#### Work instructions
1: Please revise the efficient coding passage from "This work addresses" to "under few-shot conditions.", starting at the first and ending at the second, and put "sparse coding" in place of "efficient coding".
2: Name the human-interpretable features that the opening paragraph of the efficient coding passage gives as examples.

#### Page excerpt
......

This work addresses the puzzle of how biological visual systems achieve efficient learning from limited experience without relying on extensive labeled data. It proposes a fully hierarchical unsupervised efficient coding framework that progressively compresses natural images by exploiting their local statistical regularities, layer by layer, without requiring labels or backpropagation. The model constructs human-interpretable features—such as edges, color, texture, and shape—in a bottom-up manner. For the first time, the principle of efficient coding is consistently applied throughout an entire deep network architecture. The resulting representations exhibit strong alignment with human visual cortical responses measured via fMRI and significantly enhance both category learning efficiency and neural alignment under few-shot conditions.

Biological visual systems learn from limited experience, unlike deep learning models that rely on millions of training images. What learning principles make this possible? We tested whether efficient coding, the idea that neural representations capture the statistical structure of natural inputs, can build a hierarchy of human-aligned visual features from limited data. We developed an unsupervised learning procedure in which each layer of a deep network compresses its inputs onto the dominant modes of variation in natural images, using only local statistics and no labels, tasks, or backpropagation. This unsupervised procedure yields features that progress from edges and colors to textures and shapes. The features of this deep efficient coding model are readily recognized by human observers and are predictive of image-evoked fMRI responses in human visual cortex. Furthermore, a hybrid learning procedure that combines efficient coding with supervised fine-tuning yields better brain alignment in low-data settings and more rapid category learning. These findings suggest that efficient coding may shape representations across the entire visual hierarchy and help explain the data efficiency of biological vision.

......

#### Dataset section
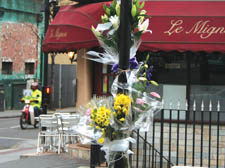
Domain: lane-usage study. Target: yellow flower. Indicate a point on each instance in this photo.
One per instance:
(122, 119)
(101, 140)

......

#### Results
1:
This work addresses the puzzle of how biological visual systems achieve efficient learning from limited experience without relying on extensive labeled data. It proposes a fully hierarchical unsupervised sparse coding framework that progressively compresses natural images by exploiting their local statistical regularities, layer by layer, without requiring labels or backpropagation. The model constructs human-interpretable features—such as edges, color, texture, and shape—in a bottom-up manner. For the first time, the principle of sparse coding is consistently applied throughout an entire deep network architecture. The resulting representations exhibit strong alignment with human visual cortical responses measured via fMRI and significantly enhance both category learning efficiency and neural alignment under few-shot conditions.

2:
Edges
Color
Texture
Shape